Give back all the records below, unaltered.

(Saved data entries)
-- Opening Marker --

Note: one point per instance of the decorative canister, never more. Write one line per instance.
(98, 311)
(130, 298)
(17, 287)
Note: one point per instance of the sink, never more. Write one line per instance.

-- Closing Marker --

■ EXERCISE OUTPUT:
Note: one point per instance of the decorative canister, never more. Write one line per instance.
(98, 311)
(130, 298)
(17, 287)
Note: one point per instance of the sink, never more. Write one line per instance.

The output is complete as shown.